**Written request**
Arrange the listing below as a numbered list, leaving out any blank lines.

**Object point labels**
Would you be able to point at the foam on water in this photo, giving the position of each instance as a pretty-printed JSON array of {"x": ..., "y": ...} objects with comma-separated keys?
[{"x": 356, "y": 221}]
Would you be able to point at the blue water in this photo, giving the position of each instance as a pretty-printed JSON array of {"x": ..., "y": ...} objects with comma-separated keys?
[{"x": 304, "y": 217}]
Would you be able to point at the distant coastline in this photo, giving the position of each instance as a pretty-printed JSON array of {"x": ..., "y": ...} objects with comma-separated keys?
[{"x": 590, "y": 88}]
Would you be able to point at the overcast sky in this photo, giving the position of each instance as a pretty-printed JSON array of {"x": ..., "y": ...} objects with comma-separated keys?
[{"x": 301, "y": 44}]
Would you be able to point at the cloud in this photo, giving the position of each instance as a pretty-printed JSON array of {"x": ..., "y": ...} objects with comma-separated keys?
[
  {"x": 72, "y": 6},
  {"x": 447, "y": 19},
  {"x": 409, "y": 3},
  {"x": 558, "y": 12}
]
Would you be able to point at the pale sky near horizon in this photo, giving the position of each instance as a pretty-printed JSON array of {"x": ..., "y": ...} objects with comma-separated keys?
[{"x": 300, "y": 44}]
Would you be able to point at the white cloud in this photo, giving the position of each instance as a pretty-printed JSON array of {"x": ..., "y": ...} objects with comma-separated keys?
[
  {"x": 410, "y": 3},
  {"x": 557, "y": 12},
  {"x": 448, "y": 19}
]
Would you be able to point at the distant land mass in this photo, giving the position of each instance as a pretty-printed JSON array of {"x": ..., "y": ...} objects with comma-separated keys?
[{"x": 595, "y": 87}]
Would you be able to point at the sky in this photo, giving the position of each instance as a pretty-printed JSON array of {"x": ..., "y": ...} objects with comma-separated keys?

**Final answer**
1. Would you be able to point at the foam on water in this photo, giving the position of each instance as a pretty-printed JSON array of {"x": ..., "y": ...} objects with comma-separated keys?
2. [{"x": 356, "y": 221}]
3. Would you be able to point at the blue water in this photo, giving the position of each instance as a pretty-printed JSON array of {"x": ..., "y": ...} objects with comma-separated keys?
4. [{"x": 304, "y": 217}]
5. Would you be able to point at the distant coastline in this photo, giving the position of each instance as a pretty-printed JSON array of {"x": ..., "y": ...} objects with comma-separated keys?
6. [{"x": 590, "y": 88}]
7. Would you be able to point at the overcast sky in this photo, giving the position of each instance as a pretty-printed JSON array of {"x": ..., "y": ...} objects with comma-separated keys?
8. [{"x": 301, "y": 44}]
9. Would you be able to point at the cloud in this photo, giving the position of each instance as a pretty-printed JSON array of {"x": ..., "y": ...} objects with comma-separated keys?
10. [
11.   {"x": 72, "y": 6},
12.   {"x": 447, "y": 19},
13.   {"x": 409, "y": 3},
14.   {"x": 558, "y": 12}
15. ]
16. Would you be able to point at the pale sky near horizon in this photo, giving the position of each instance as a pretty-printed JSON array of {"x": ..., "y": ...} objects with comma-separated keys?
17. [{"x": 300, "y": 44}]
18. Would you be able to point at the white cloud in this photo, giving the position of each instance as a pretty-printed JSON array of {"x": ..., "y": ...} objects with comma-separated keys?
19. [
20.   {"x": 410, "y": 3},
21.   {"x": 557, "y": 12},
22.   {"x": 448, "y": 19}
23. ]
24. Would you be able to point at the distant land mass in this photo, giving the position of each instance as a pretty-printed JSON array of {"x": ..., "y": ...} objects with comma-separated keys?
25. [{"x": 595, "y": 87}]
26. Would you be able to point at the sky in this photo, giving the position of each instance as a pretty-printed JSON array of {"x": ..., "y": ...} objects with comma-separated keys?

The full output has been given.